START

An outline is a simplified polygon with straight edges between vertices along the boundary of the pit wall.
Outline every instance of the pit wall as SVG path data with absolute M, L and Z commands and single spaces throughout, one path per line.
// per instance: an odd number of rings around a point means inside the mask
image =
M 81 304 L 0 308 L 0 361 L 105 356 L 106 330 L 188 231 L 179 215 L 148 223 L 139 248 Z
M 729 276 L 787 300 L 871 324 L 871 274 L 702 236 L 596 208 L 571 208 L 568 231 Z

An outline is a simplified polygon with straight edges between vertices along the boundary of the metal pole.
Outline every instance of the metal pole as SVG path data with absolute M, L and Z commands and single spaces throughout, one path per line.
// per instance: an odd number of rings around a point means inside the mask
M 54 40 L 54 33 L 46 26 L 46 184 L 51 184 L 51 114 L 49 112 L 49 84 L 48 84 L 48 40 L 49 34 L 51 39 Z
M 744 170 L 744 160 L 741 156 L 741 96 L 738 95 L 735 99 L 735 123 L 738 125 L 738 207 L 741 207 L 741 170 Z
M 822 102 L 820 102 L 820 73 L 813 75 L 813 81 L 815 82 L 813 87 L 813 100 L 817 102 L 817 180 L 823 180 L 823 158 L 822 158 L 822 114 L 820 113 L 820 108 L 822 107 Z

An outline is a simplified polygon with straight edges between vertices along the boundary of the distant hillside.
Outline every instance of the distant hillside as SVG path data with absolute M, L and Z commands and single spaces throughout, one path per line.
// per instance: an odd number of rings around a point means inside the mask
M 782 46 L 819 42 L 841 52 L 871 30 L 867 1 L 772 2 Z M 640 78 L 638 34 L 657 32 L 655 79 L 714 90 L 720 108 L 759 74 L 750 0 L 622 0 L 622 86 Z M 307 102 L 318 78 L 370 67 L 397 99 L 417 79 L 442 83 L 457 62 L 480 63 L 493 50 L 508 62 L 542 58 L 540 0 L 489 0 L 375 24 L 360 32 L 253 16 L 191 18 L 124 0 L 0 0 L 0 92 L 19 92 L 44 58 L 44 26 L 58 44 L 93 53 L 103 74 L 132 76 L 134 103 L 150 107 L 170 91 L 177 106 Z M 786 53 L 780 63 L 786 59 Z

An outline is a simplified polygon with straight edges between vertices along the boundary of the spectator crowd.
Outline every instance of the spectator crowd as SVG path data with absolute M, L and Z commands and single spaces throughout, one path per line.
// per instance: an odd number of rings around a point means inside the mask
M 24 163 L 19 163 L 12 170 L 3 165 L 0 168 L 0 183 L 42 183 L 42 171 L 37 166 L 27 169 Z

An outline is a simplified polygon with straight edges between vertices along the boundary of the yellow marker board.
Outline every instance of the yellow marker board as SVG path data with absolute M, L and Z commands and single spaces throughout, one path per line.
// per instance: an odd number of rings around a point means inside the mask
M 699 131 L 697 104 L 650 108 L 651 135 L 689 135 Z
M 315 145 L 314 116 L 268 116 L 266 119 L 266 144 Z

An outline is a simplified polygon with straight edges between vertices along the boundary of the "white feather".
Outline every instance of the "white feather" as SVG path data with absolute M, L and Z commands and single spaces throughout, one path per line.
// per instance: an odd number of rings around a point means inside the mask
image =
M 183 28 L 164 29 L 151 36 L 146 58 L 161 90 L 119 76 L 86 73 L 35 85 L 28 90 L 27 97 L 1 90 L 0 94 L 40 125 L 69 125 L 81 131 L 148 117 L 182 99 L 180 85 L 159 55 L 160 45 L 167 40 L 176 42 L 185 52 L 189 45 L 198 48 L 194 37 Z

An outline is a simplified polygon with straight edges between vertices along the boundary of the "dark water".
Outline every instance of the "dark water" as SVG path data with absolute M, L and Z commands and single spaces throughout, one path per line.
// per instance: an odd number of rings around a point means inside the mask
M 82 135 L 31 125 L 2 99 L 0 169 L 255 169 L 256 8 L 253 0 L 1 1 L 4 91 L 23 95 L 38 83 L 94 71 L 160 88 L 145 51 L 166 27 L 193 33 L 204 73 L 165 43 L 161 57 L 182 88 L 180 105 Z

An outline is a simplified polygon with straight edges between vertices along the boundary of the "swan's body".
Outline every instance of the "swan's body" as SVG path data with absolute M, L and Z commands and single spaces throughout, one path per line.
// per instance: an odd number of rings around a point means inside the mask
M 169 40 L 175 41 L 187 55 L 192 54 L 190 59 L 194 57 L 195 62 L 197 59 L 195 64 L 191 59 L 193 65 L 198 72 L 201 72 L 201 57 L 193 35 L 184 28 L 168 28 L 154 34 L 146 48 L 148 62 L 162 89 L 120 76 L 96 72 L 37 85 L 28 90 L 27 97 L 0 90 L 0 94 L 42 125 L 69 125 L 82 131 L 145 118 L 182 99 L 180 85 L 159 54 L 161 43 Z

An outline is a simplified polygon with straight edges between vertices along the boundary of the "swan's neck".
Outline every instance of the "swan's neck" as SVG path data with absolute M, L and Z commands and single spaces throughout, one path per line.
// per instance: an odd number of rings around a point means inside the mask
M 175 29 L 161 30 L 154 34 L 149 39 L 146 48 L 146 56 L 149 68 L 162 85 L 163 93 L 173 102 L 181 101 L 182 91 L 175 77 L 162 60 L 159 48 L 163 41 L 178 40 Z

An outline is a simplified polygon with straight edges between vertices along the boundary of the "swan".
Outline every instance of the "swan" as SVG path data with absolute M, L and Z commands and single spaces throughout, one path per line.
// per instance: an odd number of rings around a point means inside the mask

END

SET EXERCISE
Write out the material from the first line to the last, exactly.

WORKED ANSWER
An outline is a simplified polygon with straight edges between vertices along the boundary of the pit wall.
Outline every instance of the pit wall as SVG path data with absolute M, L and Z commands and single spaces throughout, one path per line.
// per instance: an odd number of rings around a point means inside the mask
image =
M 81 304 L 0 308 L 0 361 L 105 356 L 106 330 L 188 231 L 179 215 L 148 223 L 139 248 Z
M 729 276 L 787 300 L 871 324 L 871 274 L 702 236 L 596 208 L 571 208 L 568 231 Z

An outline is a simplified polygon with straight edges between vertices along the boundary of the metal pole.
Outline every instance of the metal pole as SVG path data with absolute M, L and Z commands and single spaces throughout, one path per line.
// per instance: an odd number of rings around a point means inside the mask
M 54 40 L 54 33 L 46 26 L 46 184 L 51 184 L 51 114 L 49 112 L 49 84 L 48 84 L 48 40 L 49 34 L 51 39 Z
M 744 170 L 744 160 L 741 156 L 741 96 L 738 95 L 735 99 L 735 123 L 738 125 L 738 207 L 741 207 L 741 170 Z
M 822 102 L 820 102 L 820 73 L 813 75 L 813 81 L 815 82 L 813 87 L 813 100 L 817 102 L 817 180 L 823 180 L 823 158 L 822 158 L 822 114 L 820 113 L 820 108 L 822 107 Z

An outline is a simplified polygon with straight edges between vertices along the boundary of the distant hillside.
Outline every instance of the distant hillside as SVG path data with absolute M, L and Z commands and single spaces throughout, one path per line.
// per instance: an odd number of rings around a point means inside the mask
M 782 46 L 819 42 L 841 52 L 871 30 L 867 1 L 772 2 Z M 640 78 L 638 34 L 657 32 L 655 79 L 714 90 L 720 108 L 759 74 L 750 0 L 622 0 L 622 86 Z M 307 102 L 318 78 L 370 67 L 397 99 L 417 79 L 442 83 L 457 62 L 480 63 L 493 50 L 508 62 L 542 58 L 540 0 L 489 0 L 375 24 L 360 32 L 253 16 L 191 18 L 124 0 L 0 0 L 0 92 L 19 92 L 44 58 L 44 26 L 58 44 L 93 53 L 103 74 L 132 76 L 134 103 L 150 107 L 170 91 L 177 106 Z M 786 53 L 780 63 L 786 59 Z

An outline is a simplified polygon with straight edges between vertices along the boundary of the spectator crowd.
Outline every instance of the spectator crowd as SVG path data with absolute M, L and Z commands and single spaces throughout, one path per line.
// per instance: an odd number of rings around a point means inside the mask
M 24 163 L 19 163 L 12 170 L 3 165 L 0 168 L 0 183 L 42 183 L 42 171 L 37 166 L 27 169 Z

An outline is a simplified polygon with straight edges between vertices along the boundary of the yellow marker board.
Outline every instance of the yellow marker board as SVG path data with absolute M, L and Z commands and single spaces throughout, one path per line.
// per instance: an odd number of rings around a point means inside the mask
M 699 131 L 697 104 L 650 108 L 651 135 L 689 135 Z
M 315 145 L 314 116 L 268 116 L 266 119 L 266 144 Z

An outline is a simplified polygon with straight edges between vertices along the boundary of the "white feather".
Outline every instance of the "white feather" as SVG path data with absolute M, L and Z commands and single spaces throughout, one path per line.
// per instance: an odd number of rings around a point means inside the mask
image =
M 183 28 L 164 29 L 151 36 L 146 58 L 161 90 L 119 76 L 86 73 L 35 85 L 28 90 L 27 97 L 1 90 L 0 94 L 40 125 L 69 125 L 81 131 L 148 117 L 182 99 L 180 85 L 159 55 L 160 45 L 167 40 L 176 42 L 185 52 L 189 45 L 198 48 L 194 37 Z

An outline is a simplified polygon with straight edges between vertices along the boundary of the "dark water".
Outline every instance of the "dark water" as SVG path data with absolute M, L and Z commands and single spaces throughout, one path per line.
// per instance: an odd number of rings around a point means inside the mask
M 82 135 L 31 125 L 2 99 L 0 169 L 255 169 L 256 8 L 253 0 L 1 1 L 4 91 L 23 95 L 38 83 L 94 71 L 160 88 L 145 51 L 166 27 L 193 33 L 204 73 L 165 43 L 161 57 L 182 88 L 180 105 Z

An outline is a simplified polygon with straight edges between vertices along the boundary of the "swan's body".
Outline every instance of the "swan's body" as SVG path data with absolute M, L and Z commands and single spaces throughout, one path per line.
// per instance: an odd number of rings around a point means inside the mask
M 169 40 L 175 41 L 187 55 L 192 54 L 190 59 L 194 57 L 195 62 L 197 59 L 195 64 L 191 59 L 193 65 L 198 72 L 201 72 L 201 57 L 193 35 L 184 28 L 168 28 L 154 34 L 146 48 L 148 62 L 162 89 L 120 76 L 96 72 L 37 85 L 28 90 L 27 97 L 0 90 L 0 94 L 42 125 L 69 125 L 82 131 L 145 118 L 182 99 L 180 85 L 159 54 L 161 43 Z

An outline is a simplified polygon with straight edges between vertices along the boundary of the "swan's neck".
Outline every instance of the "swan's neck" as SVG path data with absolute M, L and Z commands and single spaces throughout, one path per line.
// per instance: an odd number of rings around a point means inside the mask
M 175 29 L 161 30 L 154 34 L 149 39 L 146 48 L 146 56 L 149 68 L 162 85 L 163 93 L 173 102 L 181 101 L 182 91 L 175 77 L 162 60 L 159 48 L 163 41 L 178 40 Z

An outline is a simplified polygon with straight edges between vertices along the boundary of the "swan".
Outline every instance of the "swan" as SVG path data with absolute M, L and Z commands and single spaces throughout, one path per line.
// per instance: an odd number of rings around a point means inside the mask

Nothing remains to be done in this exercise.